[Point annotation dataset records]
★ ★ ★ ★ ★

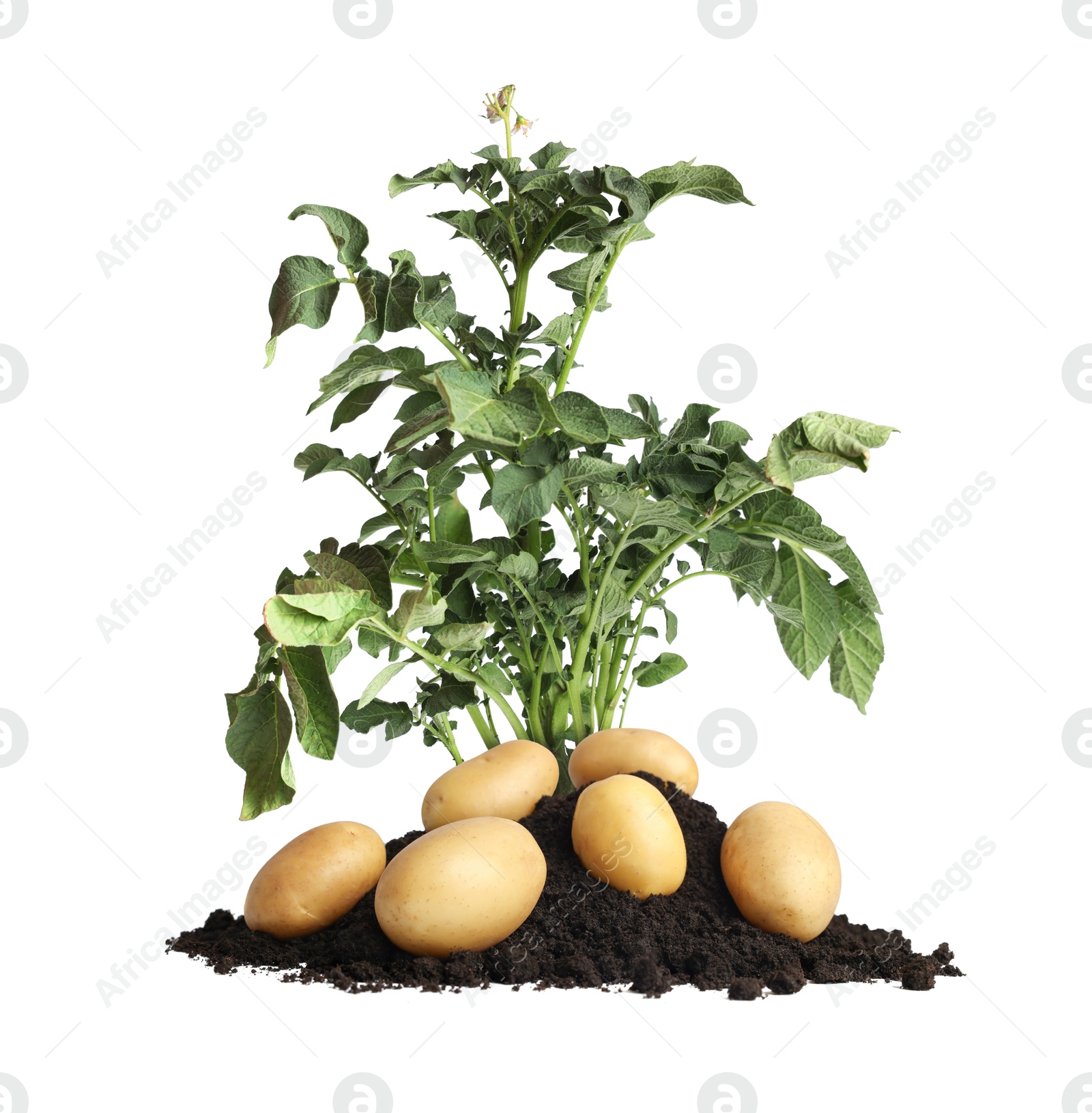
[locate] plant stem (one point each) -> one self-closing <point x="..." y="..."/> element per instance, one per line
<point x="448" y="738"/>
<point x="457" y="352"/>
<point x="489" y="736"/>
<point x="589" y="310"/>
<point x="455" y="670"/>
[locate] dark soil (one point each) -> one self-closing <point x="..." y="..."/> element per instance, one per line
<point x="585" y="934"/>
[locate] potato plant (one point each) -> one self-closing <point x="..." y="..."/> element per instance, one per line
<point x="525" y="638"/>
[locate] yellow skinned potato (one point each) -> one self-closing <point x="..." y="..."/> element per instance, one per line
<point x="506" y="781"/>
<point x="624" y="833"/>
<point x="464" y="886"/>
<point x="781" y="869"/>
<point x="314" y="880"/>
<point x="630" y="749"/>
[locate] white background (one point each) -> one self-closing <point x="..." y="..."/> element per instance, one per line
<point x="147" y="404"/>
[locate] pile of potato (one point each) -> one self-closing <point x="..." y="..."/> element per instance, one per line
<point x="476" y="874"/>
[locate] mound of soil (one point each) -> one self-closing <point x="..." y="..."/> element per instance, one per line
<point x="582" y="933"/>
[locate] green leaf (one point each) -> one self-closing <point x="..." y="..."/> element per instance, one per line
<point x="374" y="525"/>
<point x="317" y="459"/>
<point x="559" y="332"/>
<point x="446" y="552"/>
<point x="462" y="636"/>
<point x="693" y="427"/>
<point x="656" y="672"/>
<point x="233" y="698"/>
<point x="793" y="520"/>
<point x="520" y="566"/>
<point x="523" y="494"/>
<point x="612" y="603"/>
<point x="476" y="412"/>
<point x="334" y="654"/>
<point x="806" y="588"/>
<point x="582" y="470"/>
<point x="451" y="696"/>
<point x="725" y="433"/>
<point x="319" y="617"/>
<point x="332" y="566"/>
<point x="313" y="699"/>
<point x="446" y="173"/>
<point x="551" y="156"/>
<point x="379" y="681"/>
<point x="365" y="365"/>
<point x="859" y="651"/>
<point x="846" y="559"/>
<point x="373" y="642"/>
<point x="581" y="276"/>
<point x="748" y="566"/>
<point x="627" y="427"/>
<point x="847" y="437"/>
<point x="419" y="428"/>
<point x="358" y="403"/>
<point x="257" y="742"/>
<point x="677" y="474"/>
<point x="303" y="294"/>
<point x="713" y="183"/>
<point x="497" y="677"/>
<point x="372" y="564"/>
<point x="820" y="443"/>
<point x="420" y="608"/>
<point x="635" y="509"/>
<point x="349" y="235"/>
<point x="453" y="522"/>
<point x="580" y="418"/>
<point x="398" y="717"/>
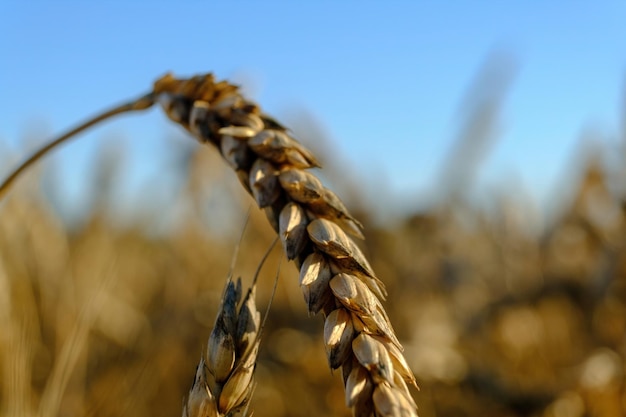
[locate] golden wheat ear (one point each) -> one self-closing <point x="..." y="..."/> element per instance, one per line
<point x="314" y="227"/>
<point x="142" y="103"/>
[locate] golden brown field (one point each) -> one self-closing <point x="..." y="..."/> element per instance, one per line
<point x="106" y="318"/>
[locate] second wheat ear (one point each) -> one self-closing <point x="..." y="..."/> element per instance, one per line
<point x="314" y="227"/>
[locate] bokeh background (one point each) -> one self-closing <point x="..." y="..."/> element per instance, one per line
<point x="482" y="145"/>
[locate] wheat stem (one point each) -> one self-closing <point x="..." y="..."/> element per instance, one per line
<point x="141" y="103"/>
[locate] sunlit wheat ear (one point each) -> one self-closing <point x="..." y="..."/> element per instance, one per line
<point x="314" y="227"/>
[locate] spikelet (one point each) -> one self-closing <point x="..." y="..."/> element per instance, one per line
<point x="314" y="227"/>
<point x="224" y="382"/>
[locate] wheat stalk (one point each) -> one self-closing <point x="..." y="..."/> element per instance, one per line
<point x="313" y="225"/>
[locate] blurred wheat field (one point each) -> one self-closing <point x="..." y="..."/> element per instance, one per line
<point x="105" y="319"/>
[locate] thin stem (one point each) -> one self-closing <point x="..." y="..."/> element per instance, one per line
<point x="141" y="103"/>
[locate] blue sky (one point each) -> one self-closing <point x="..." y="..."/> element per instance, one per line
<point x="385" y="83"/>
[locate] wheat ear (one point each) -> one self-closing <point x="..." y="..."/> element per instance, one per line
<point x="313" y="225"/>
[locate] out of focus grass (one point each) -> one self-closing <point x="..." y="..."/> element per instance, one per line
<point x="499" y="317"/>
<point x="109" y="320"/>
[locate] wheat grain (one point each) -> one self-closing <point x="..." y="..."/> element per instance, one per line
<point x="224" y="381"/>
<point x="312" y="223"/>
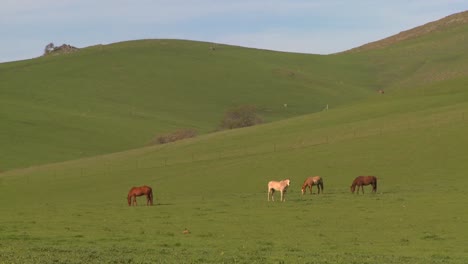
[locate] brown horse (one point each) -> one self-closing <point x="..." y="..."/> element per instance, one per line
<point x="361" y="181"/>
<point x="281" y="186"/>
<point x="139" y="191"/>
<point x="311" y="181"/>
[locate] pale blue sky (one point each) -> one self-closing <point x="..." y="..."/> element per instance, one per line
<point x="314" y="26"/>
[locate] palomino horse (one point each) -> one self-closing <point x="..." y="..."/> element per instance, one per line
<point x="311" y="181"/>
<point x="281" y="186"/>
<point x="139" y="191"/>
<point x="360" y="181"/>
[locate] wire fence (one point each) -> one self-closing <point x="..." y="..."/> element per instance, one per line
<point x="155" y="157"/>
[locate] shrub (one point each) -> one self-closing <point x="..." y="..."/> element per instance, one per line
<point x="174" y="136"/>
<point x="241" y="116"/>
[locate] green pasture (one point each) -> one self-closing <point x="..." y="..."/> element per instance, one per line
<point x="116" y="97"/>
<point x="215" y="186"/>
<point x="75" y="129"/>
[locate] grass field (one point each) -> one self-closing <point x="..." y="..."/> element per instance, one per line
<point x="75" y="129"/>
<point x="215" y="186"/>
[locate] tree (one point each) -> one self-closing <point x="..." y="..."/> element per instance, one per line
<point x="241" y="116"/>
<point x="49" y="48"/>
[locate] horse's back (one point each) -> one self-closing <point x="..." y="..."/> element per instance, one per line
<point x="278" y="184"/>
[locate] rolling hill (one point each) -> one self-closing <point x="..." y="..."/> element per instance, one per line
<point x="103" y="100"/>
<point x="116" y="97"/>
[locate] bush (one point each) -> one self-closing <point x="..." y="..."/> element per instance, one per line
<point x="241" y="116"/>
<point x="174" y="136"/>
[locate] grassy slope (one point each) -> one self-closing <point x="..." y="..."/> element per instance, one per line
<point x="413" y="138"/>
<point x="215" y="185"/>
<point x="116" y="97"/>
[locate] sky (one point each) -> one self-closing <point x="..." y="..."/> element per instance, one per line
<point x="304" y="26"/>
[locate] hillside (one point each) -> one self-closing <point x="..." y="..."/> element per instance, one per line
<point x="109" y="98"/>
<point x="105" y="99"/>
<point x="446" y="23"/>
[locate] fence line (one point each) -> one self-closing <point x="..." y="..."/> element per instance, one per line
<point x="109" y="168"/>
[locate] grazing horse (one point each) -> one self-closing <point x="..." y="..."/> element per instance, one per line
<point x="139" y="191"/>
<point x="361" y="181"/>
<point x="311" y="181"/>
<point x="281" y="186"/>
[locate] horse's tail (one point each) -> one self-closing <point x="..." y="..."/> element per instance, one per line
<point x="151" y="196"/>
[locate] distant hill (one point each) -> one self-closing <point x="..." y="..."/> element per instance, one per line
<point x="109" y="98"/>
<point x="455" y="20"/>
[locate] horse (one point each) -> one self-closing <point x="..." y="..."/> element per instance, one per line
<point x="361" y="181"/>
<point x="311" y="181"/>
<point x="281" y="186"/>
<point x="139" y="191"/>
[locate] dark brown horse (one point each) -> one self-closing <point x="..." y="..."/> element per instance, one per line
<point x="311" y="181"/>
<point x="361" y="181"/>
<point x="139" y="191"/>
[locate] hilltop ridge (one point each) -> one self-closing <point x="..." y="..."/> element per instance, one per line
<point x="456" y="19"/>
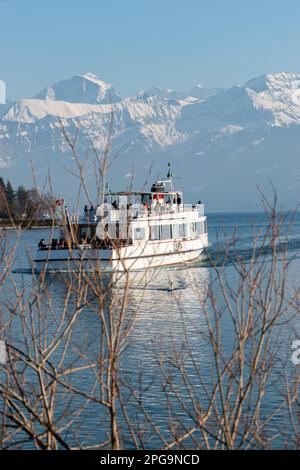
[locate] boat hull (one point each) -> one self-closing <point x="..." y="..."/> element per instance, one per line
<point x="142" y="256"/>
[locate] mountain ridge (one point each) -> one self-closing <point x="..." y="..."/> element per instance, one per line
<point x="236" y="128"/>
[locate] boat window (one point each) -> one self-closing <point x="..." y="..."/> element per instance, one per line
<point x="175" y="230"/>
<point x="166" y="232"/>
<point x="182" y="230"/>
<point x="154" y="232"/>
<point x="139" y="233"/>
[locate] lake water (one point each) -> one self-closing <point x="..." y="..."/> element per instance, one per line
<point x="166" y="362"/>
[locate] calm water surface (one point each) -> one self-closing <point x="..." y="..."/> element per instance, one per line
<point x="165" y="320"/>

★ ★ ★ ★ ★

Copy only this span: the line that contains "[locate] boat window", the last line, and every line between them.

[locate] boat window (one point each) -> one self-closing <point x="..." y="..."/> element per instance, one per line
<point x="175" y="230"/>
<point x="166" y="232"/>
<point x="182" y="230"/>
<point x="154" y="232"/>
<point x="139" y="233"/>
[locate] lake water (one point each) -> one self-closing <point x="..." y="..."/> element per instance, one per line
<point x="166" y="362"/>
[locate] calm water surface (one point each) -> one self-closing <point x="..." y="..."/> element per instance, one per line
<point x="165" y="320"/>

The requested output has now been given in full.